Excerpts of pointing data:
:::::
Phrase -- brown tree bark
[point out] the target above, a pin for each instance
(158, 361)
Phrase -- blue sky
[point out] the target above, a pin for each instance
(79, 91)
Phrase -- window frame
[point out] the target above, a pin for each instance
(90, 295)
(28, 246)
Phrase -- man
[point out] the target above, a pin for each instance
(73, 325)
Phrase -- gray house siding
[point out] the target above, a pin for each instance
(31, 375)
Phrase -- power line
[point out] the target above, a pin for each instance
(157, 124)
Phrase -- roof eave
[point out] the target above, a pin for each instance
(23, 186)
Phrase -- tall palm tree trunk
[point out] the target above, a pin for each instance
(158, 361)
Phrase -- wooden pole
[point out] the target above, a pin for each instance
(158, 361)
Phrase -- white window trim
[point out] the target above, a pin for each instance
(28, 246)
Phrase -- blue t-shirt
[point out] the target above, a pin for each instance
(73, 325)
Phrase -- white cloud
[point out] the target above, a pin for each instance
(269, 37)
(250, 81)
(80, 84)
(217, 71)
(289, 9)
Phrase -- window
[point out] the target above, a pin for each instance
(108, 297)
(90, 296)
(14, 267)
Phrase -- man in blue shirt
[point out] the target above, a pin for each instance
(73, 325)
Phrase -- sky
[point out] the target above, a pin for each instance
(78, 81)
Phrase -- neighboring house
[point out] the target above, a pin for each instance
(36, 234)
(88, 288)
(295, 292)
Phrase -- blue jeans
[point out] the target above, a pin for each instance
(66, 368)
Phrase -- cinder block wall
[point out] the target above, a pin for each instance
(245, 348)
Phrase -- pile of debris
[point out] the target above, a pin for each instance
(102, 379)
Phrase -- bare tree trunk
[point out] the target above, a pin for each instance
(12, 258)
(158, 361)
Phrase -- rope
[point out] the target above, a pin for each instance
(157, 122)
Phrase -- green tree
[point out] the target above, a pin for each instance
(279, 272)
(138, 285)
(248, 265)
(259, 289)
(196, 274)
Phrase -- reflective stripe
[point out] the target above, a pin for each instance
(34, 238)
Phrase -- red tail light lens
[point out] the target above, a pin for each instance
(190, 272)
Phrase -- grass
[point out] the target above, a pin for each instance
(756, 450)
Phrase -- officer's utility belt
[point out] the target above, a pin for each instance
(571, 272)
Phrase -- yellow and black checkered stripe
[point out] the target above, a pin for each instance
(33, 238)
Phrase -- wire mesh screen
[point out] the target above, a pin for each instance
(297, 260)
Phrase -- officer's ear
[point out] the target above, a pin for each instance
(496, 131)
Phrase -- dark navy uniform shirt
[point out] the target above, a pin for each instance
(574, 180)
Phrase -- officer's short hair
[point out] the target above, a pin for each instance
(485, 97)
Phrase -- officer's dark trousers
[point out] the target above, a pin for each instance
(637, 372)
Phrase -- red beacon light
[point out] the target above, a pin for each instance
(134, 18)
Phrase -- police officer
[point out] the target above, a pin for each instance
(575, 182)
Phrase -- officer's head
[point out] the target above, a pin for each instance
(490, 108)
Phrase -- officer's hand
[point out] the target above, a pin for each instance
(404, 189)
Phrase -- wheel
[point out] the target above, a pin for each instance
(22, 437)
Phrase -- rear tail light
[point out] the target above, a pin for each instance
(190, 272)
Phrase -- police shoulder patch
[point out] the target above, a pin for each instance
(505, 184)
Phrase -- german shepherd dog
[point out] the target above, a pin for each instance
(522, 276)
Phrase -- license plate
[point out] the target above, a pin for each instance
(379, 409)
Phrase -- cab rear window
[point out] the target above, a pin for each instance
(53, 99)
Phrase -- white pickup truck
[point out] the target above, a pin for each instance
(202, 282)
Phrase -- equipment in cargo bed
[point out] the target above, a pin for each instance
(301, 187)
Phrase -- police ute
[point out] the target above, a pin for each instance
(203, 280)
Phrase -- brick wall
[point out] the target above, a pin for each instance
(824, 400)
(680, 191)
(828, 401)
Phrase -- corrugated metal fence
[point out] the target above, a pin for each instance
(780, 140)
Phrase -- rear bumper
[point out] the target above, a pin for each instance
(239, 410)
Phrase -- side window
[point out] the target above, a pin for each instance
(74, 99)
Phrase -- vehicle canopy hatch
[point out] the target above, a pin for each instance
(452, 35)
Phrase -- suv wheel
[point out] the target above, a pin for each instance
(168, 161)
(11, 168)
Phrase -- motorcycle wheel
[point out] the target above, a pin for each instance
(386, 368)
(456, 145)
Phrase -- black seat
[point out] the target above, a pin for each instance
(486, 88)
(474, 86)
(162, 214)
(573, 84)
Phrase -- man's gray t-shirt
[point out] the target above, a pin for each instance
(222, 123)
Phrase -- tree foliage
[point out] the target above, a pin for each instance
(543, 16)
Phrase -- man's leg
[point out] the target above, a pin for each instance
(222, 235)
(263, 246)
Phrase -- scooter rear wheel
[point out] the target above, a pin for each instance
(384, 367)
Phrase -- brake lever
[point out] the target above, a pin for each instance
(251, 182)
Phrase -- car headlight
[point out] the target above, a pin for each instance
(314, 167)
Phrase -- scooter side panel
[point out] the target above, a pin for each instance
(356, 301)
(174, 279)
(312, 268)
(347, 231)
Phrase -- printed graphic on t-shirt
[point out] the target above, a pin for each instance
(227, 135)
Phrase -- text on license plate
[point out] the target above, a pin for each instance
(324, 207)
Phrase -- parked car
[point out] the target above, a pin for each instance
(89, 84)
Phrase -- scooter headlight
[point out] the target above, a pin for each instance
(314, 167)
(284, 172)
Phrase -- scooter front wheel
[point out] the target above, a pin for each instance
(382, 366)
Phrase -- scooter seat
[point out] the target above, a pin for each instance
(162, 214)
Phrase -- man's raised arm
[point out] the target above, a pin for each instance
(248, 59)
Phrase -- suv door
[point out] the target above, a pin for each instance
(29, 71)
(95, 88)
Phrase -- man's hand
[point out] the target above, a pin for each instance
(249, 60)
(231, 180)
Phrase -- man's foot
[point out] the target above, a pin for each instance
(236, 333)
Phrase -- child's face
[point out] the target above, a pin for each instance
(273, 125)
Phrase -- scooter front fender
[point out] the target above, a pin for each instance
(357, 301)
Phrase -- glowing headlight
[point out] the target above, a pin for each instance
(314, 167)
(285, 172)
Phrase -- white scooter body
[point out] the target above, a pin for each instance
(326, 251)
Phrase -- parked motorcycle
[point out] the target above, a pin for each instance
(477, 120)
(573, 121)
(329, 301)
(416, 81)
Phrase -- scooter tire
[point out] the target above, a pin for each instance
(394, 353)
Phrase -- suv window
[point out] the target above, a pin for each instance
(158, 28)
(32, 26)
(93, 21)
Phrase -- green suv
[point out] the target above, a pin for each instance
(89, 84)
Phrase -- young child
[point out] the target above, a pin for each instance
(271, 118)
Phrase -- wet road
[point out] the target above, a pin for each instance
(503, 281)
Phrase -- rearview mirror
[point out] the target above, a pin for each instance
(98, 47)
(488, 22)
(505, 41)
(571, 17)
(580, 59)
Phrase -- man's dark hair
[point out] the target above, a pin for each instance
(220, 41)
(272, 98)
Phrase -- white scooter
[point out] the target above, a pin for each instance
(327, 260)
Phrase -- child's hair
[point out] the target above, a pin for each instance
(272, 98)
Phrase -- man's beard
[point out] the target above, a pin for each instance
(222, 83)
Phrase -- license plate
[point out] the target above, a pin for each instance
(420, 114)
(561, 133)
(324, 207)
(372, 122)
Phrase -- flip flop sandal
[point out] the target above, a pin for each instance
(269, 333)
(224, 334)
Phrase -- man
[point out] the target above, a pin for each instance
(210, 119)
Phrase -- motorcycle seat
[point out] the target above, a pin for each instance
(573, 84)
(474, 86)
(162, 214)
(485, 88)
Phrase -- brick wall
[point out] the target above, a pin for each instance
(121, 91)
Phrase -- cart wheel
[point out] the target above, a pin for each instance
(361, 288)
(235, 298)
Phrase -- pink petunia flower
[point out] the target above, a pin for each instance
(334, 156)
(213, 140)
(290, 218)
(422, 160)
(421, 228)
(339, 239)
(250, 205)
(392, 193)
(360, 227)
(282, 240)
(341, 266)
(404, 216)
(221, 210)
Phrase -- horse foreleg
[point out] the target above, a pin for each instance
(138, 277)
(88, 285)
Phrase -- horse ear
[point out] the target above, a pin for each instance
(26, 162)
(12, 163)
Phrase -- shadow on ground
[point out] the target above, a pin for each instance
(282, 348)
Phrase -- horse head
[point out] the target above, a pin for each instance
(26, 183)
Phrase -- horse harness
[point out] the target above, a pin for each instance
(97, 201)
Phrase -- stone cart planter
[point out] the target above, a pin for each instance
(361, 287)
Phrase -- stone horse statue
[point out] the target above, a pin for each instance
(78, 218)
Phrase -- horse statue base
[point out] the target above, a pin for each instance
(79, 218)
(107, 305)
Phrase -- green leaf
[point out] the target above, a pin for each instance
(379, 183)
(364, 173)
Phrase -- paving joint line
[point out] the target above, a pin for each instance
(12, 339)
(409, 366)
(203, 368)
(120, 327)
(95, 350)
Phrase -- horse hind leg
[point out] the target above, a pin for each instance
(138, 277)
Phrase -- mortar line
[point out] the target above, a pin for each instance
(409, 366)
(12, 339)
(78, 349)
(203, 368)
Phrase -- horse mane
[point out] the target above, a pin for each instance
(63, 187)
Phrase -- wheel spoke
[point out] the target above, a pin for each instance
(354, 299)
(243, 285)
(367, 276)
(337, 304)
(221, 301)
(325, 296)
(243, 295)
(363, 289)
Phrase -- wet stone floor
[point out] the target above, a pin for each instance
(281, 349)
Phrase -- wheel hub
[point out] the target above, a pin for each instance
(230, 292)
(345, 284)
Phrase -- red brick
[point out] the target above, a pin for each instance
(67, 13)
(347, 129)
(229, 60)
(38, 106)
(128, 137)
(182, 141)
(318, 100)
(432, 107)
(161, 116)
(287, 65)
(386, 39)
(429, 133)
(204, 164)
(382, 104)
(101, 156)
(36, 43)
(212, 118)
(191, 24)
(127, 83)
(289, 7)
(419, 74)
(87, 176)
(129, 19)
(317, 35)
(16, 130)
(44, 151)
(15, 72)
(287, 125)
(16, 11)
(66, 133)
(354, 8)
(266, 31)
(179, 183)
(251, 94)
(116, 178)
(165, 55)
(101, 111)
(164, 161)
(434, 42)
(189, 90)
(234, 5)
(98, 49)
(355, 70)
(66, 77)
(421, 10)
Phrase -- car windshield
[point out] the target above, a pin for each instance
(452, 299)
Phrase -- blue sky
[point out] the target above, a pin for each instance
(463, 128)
:::::
§ WHAT YOU NEED TO DO:
With the line containing "Phrase -- car windshield" as the first and the last line of the records as the final one, print exactly the lines in that span.

§ WRITTEN SOLUTION:
Phrase -- car windshield
[point out] the target above, a pin for each instance
(452, 299)
Phrase -- blue sky
[point out] the target above, a pin for each instance
(463, 128)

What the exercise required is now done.